**Challenge:** Rewrite the entries below, replacing every occurrence of "in this photo" with "in this image" and keeping all other wording and every coordinate unchanged. Leave the pictures out of your answer.

**Records for processing:**
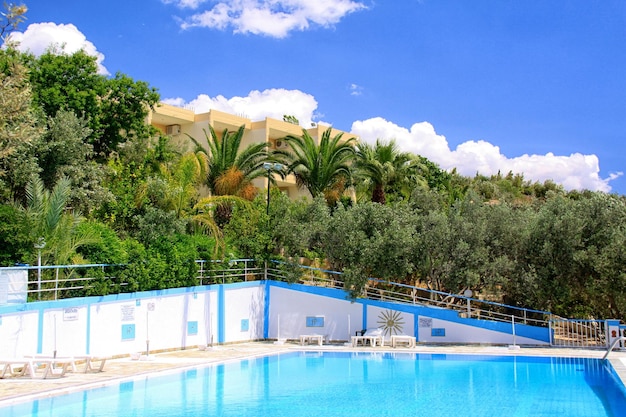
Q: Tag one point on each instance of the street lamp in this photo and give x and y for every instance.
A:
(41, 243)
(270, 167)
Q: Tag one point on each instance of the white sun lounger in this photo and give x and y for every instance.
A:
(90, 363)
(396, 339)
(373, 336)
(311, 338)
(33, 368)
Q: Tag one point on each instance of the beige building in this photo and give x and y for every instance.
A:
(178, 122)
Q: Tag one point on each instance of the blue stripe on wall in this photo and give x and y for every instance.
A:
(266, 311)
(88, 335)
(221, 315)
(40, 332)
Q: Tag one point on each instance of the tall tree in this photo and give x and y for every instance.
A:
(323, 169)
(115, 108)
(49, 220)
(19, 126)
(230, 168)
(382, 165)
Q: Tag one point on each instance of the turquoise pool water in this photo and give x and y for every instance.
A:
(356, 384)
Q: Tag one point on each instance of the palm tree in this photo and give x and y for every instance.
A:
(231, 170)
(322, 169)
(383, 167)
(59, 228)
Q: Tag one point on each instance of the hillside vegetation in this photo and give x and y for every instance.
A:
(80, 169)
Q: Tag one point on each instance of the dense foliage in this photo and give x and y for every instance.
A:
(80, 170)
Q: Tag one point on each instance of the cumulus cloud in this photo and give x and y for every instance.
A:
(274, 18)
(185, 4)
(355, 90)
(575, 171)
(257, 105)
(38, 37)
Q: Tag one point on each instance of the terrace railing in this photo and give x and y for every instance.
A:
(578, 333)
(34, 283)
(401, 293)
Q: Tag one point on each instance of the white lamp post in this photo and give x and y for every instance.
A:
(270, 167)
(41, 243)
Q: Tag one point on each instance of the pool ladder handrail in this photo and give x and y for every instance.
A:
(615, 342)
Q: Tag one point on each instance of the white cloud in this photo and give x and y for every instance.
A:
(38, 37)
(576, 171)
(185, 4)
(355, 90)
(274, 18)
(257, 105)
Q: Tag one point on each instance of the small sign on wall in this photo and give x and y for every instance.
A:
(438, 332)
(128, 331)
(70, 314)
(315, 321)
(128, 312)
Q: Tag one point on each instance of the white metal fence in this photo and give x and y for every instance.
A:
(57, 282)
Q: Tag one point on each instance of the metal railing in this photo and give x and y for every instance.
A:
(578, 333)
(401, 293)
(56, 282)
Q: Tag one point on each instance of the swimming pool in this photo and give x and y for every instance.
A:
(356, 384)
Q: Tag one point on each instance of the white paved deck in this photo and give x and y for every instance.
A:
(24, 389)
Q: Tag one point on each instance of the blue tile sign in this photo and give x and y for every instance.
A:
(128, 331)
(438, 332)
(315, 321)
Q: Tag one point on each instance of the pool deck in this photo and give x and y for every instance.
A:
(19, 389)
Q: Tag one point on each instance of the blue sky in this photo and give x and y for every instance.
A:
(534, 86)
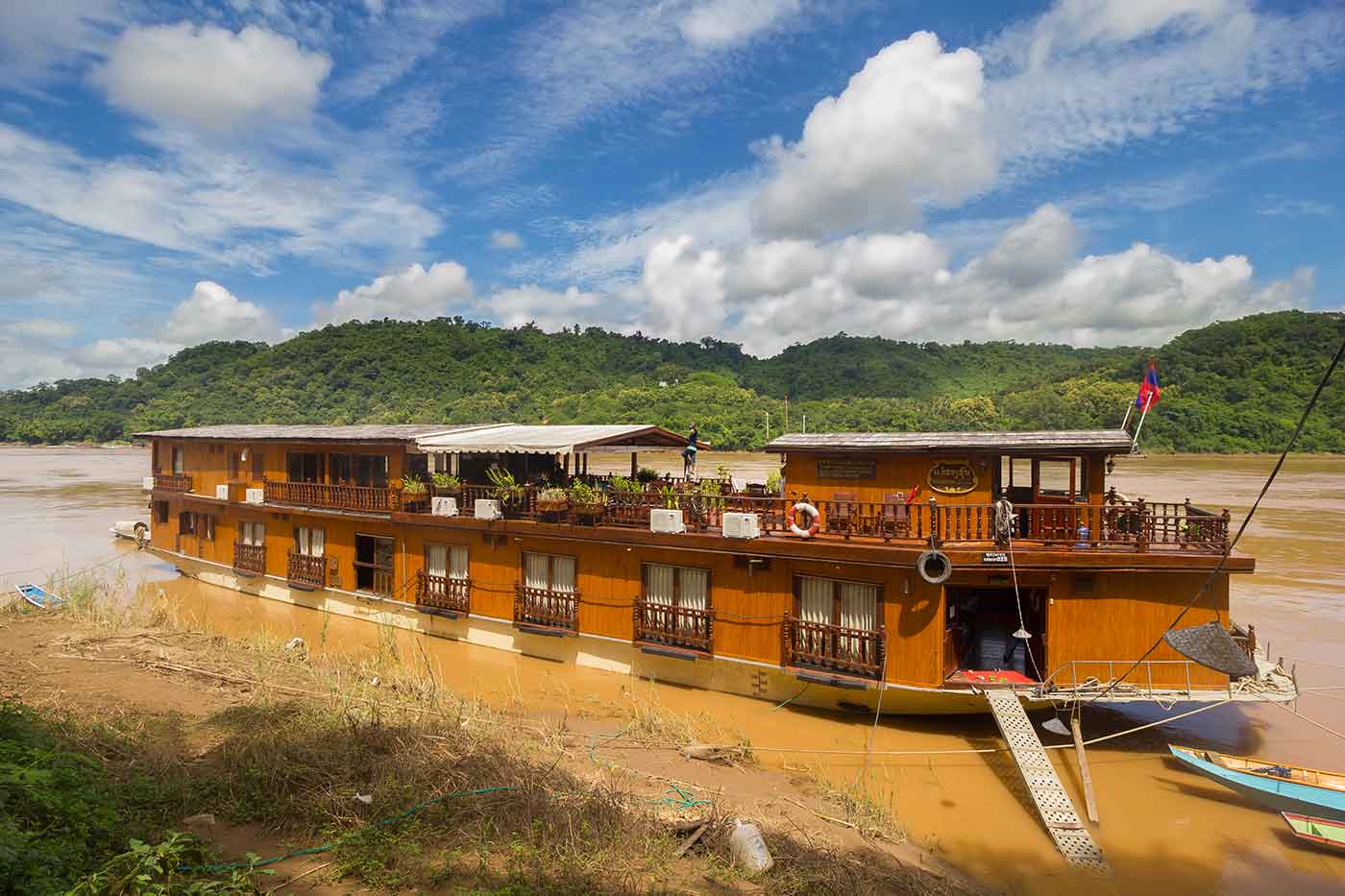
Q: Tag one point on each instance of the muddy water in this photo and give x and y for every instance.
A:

**Task output:**
Q: Tag one point on each instance of the street lamp in this image and give x and y for every instance.
A:
(41, 243)
(270, 167)
Q: Tag one point on each instance of the white sun lounger in this image and give x and y for every instance.
A:
(90, 363)
(396, 339)
(373, 336)
(311, 338)
(33, 368)
Q: Tag one point on each instance of the beige building in this image and give x and y for every instance.
A:
(178, 122)
Q: Tag one point on each instance of the blue stripe on wall in this image and give x and y for every instance.
A:
(266, 311)
(88, 335)
(221, 315)
(40, 332)
Q: Tag one point on each instance of the tall tree in this image and give x and y for every instance.
A:
(323, 169)
(115, 108)
(49, 220)
(19, 126)
(230, 168)
(382, 165)
Q: Tag one point on each instance of the turquoise pool water in this image and give x and y for every instance.
A:
(356, 384)
Q: Tag one point on each instance of the palm tree in this image and give x and y for every instance.
A:
(231, 170)
(322, 169)
(383, 167)
(59, 228)
Q: Tag one point on each instance of the hillside vegetation in this image and give x and y for every instance.
A:
(80, 169)
Q: Tag one point on each instance of the dense foliage in this image and give x and y for every instance.
A:
(80, 170)
Q: Tag one point on each instance of the cumulus cloud in this image and give x and y for every instance.
A:
(274, 18)
(185, 4)
(355, 90)
(575, 171)
(257, 105)
(38, 37)
Q: Tag one point on each instance of the terrace railing in this image and give x and y for every instance.
A:
(578, 333)
(34, 283)
(401, 293)
Q: Tag one point on each instance of the white lamp post in this image and give x and y for every instance.
A:
(270, 167)
(41, 243)
Q: Tag one point on each instance of the pool ladder handrail in this image and give x and y for every instance.
A:
(615, 342)
Q: Tag one point on each instance of the white cloud in this image and give x and y for every instance.
A:
(38, 37)
(576, 171)
(185, 4)
(355, 90)
(274, 18)
(257, 105)
Q: Tag one point on each instance of the small sign on wall in this image and give x and y for every instance.
A:
(438, 332)
(128, 331)
(70, 314)
(315, 321)
(128, 312)
Q: Tag one point on each instance of the white metal fence in this image and give x and y for every instance.
A:
(57, 282)
Q: Tag one point on each instance of the metal railing in this image and give x and y for every instance.
A:
(578, 333)
(401, 293)
(56, 282)
Q: Tag one point on each instance of the swimming pool in this image and give x and y for every instance.
A:
(356, 384)
Q: Tag one point on each instance of the white paved deck in this image and give x and y for every instance.
A:
(24, 389)
Q: Tag one point on each instance of the blue tile sign in this image and give x and y for every instance.
A:
(128, 331)
(438, 332)
(315, 321)
Q: Tag one point on each instance of the pool deck in this image and give x and y for every instance.
A:
(19, 389)
Q: Tag one point on each instance of the blue sky in this image and give x and y for every instance.
A:
(534, 86)
Q: Tag one point on each instance of the muddy water in this image and give x and y for every instance.
A:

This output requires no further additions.